Selection »
==========
# discus



## Discus lover (Feb 22, 2006)

some of my discus


----------



## Guest (Feb 22, 2006)

nice discus! is the orange one a pigeon blood? cant really tell, but i love those.


----------



## Georgia Peach (Sep 23, 2005)

WOW!

I love discus and can only dream about owning them..


----------



## manda (Feb 9, 2006)

awesome!
how much did they cost you anyway? arent they pretty exspensive?

just wondering


----------



## Guest (Feb 23, 2006)

depends on what discus you get, but when i got mine they were $40 each and that was considered fairly reasonable.


----------



## fishfreaks (Jan 19, 2005)

They're beautiful, nice work!!!


----------



## AshleytheGreat (Jul 24, 2005)

OMG I LOVEEE THEM!! They are beautiful!! Especially the one in your avatar!


----------



## Dr. Tankenstein (Oct 30, 2005)

It's so nice to see that they're in a planted tank! I know the "nay sayers" will tell you it's more work keeping it clean, blah, blah, blah. Hey, dogs need walked everyday. Keeping your tank clean, much easier. Keep up the good work.


----------



## leveldrummer (May 27, 2005)

what is the one in the top pic to the right? i love it


----------



## Discus lover (Feb 22, 2006)

thanks guys for all youre nice coments

the first pic both fish are red turks and a red marlboro 
ihe is a little orange as he is still a juvenile but will go red soon 
and the other wich is also in my avatar is a Red Dragon 

thanks


----------



## Discus lover (Feb 22, 2006)

Scuba Kid said:


> nice discus! is the orange one a pigeon blood? cant really tell, but i love those.



no its a Red Marlboro 

also one of my favorite ;-)


----------



## Osiris (Jan 18, 2005)

Dang i didnt know Discus colors could basically florse at you. Nice pics! Hmm so how many of these can i put into a 55g?


----------



## Discus lover (Feb 22, 2006)

*hi*

you could add arround 6 discus to youre tank


----------



## micstarz (Oct 22, 2005)

pure beauty, no less, much more.


----------



## leveldrummer (May 27, 2005)

MP dont try to mix them with your mbuna... haha jk


----------
==========
Goal » Copy the discus thread again, starting with "just wondering" and going on through "considered fairly reasonable.", and replace "fairly reasonable" with "quite affordable".

Dataset excerpt »
==========
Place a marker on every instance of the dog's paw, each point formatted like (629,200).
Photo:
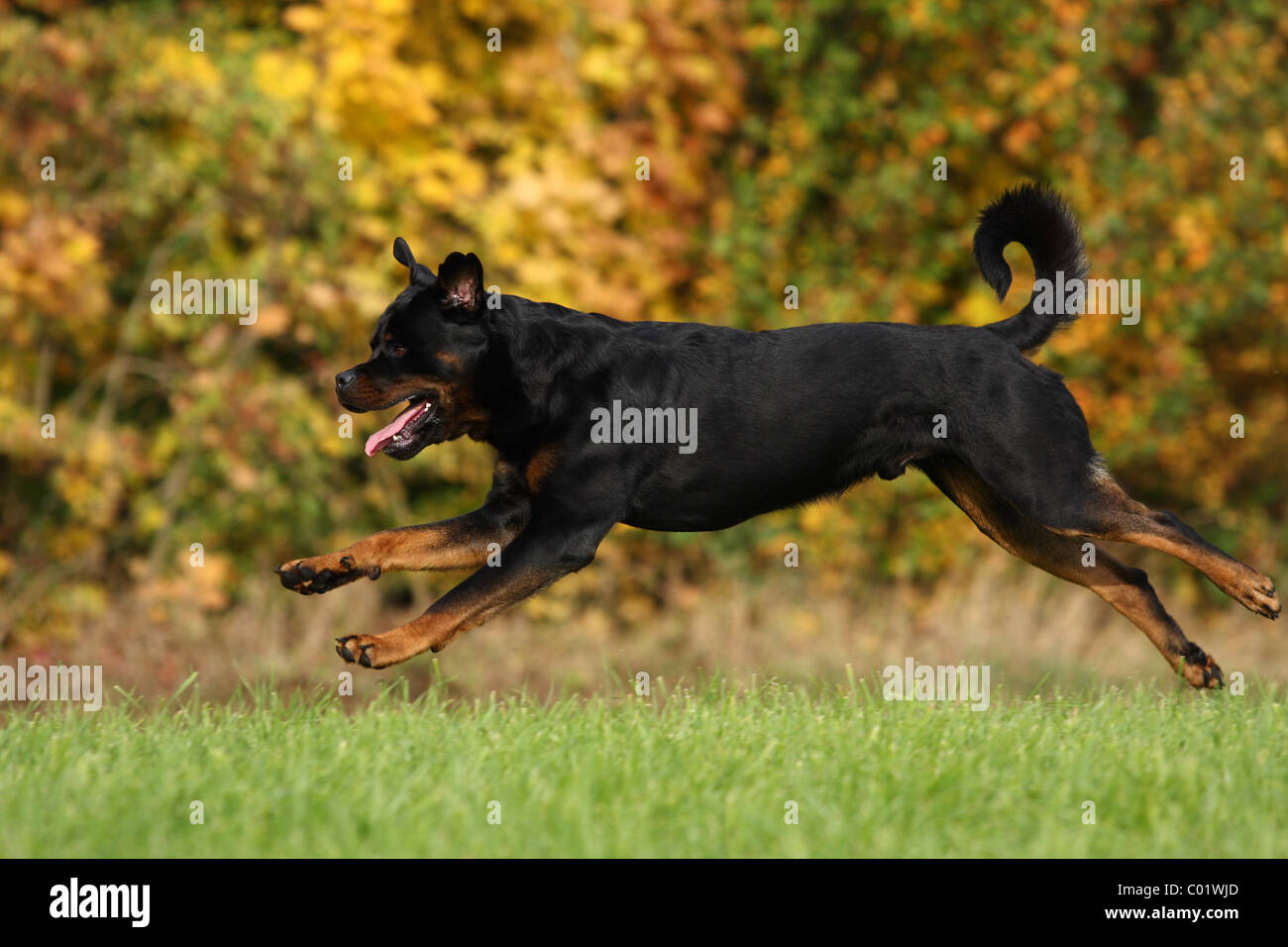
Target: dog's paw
==========
Result of the task »
just wondering


----------



## Guest (Feb 23, 2006)

depends on what discus you get, but when i got mine they were $40 each and that was considered quite affordable.